==== BACAAN

20 Saksi Sudah Diperiksa, Status Dugaan Korupsi Hotel Kuansing Naik Jadi Penyidikan


Selasa, 21 Juli 2020 - 12:36:02 WIB
20 Saksi Sudah Diperiksa, Status Dugaan Korupsi Hotel Kuansing Naik Jadi Penyidikan

RIAUIN.COM - Proses pengusutan dugaan penyelewengan terhadap  proyek mobiler pada kegiatan pembangunan ruang pertemuan Hotel Kuansing 2015 lalu itu terus berlanjut. 

Penyidik kejaksaan Kuansing mengaku telah memeriksa setidaknya 20 orang saksi termasuk pihak rekanan.

Kajari Kuansing, Hardiman SH dalam keterangan pers nya Senin (20/7/2020) kemarin mengaku telah mengantongi dua alat bukti terhadap penyelidikan kasus tersebut, sehingga pihak telah meningkatkan status penyelidikan menjadi penyidikan.

"Kami sudah kantongi dua alat bukti. Karena itu, statusnya kami tingkatkan dari penyelidikan ke penyidikan," kata Hardiman.

========

**SOAL YANG DIBERIKAN 1:**
Salin ulang seluruh bacaan tentang dugaan korupsi Hotel Kuansing tanpa mengubah apa pun.
Bacaan ini tidak ada hubungannya dengan catatan yang menyertainya.

==== DATA YANG DITAMPILKAN

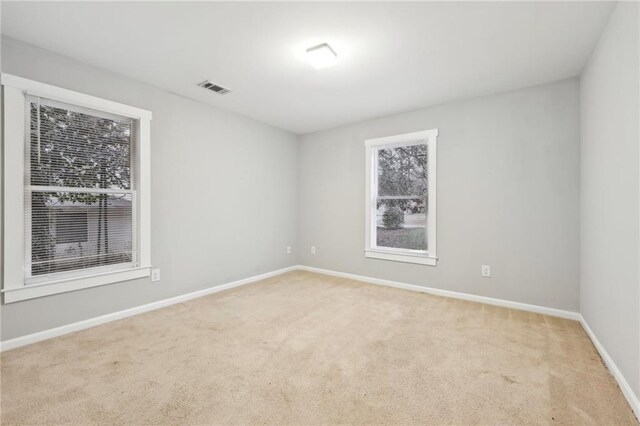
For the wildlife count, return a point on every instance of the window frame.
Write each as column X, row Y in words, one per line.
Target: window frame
column 15, row 287
column 422, row 257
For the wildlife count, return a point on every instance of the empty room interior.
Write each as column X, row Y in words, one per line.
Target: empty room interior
column 295, row 213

========

**SOAL YANG DIBERIKAN 2:**
Sajikan semua catatan di atas sebagai CSV dua kolom bernama "teks" dan "jawaban", dengan satu baris untuk setiap catatan, dan letakkan masing-masing isian dalam tanda kutip dengan setiap pergantian baris diganti spasi. Jangan sertakan gambar dalam hasilnya.

**PENYELESAIAN 1:**
20 Saksi Sudah Diperiksa, Status Dugaan Korupsi Hotel Kuansing Naik Jadi Penyidikan


Selasa, 21 Juli 2020 - 12:36:02 WIB
20 Saksi Sudah Diperiksa, Status Dugaan Korupsi Hotel Kuansing Naik Jadi Penyidikan

RIAUIN.COM - Proses pengusutan dugaan penyelewengan terhadap  proyek mobiler pada kegiatan pembangunan ruang pertemuan Hotel Kuansing 2015 lalu itu terus berlanjut. 

Penyidik kejaksaan Kuansing mengaku telah memeriksa setidaknya 20 orang saksi termasuk pihak rekanan.

Kajari Kuansing, Hardiman SH dalam keterangan pers nya Senin (20/7/2020) kemarin mengaku telah mengantongi dua alat bukti terhadap penyelidikan kasus tersebut, sehingga pihak telah meningkatkan status penyelidikan menjadi penyidikan.

"Kami sudah kantongi dua alat bukti. Karena itu, statusnya kami tingkatkan dari penyelidikan ke penyidikan," kata Hardiman.

**PENYELESAIAN 2:**
teks,jawaban
"For the wildlife count, return a point on every instance of the window frame. Write each as column X, row Y in words, one per line. Target: window frame","column 15, row 287 column 422, row 257"
"For the wildlife count, return a point on every instance of the empty room interior. Write each as column X, row Y in words, one per line. Target: empty room interior","column 295, row 213"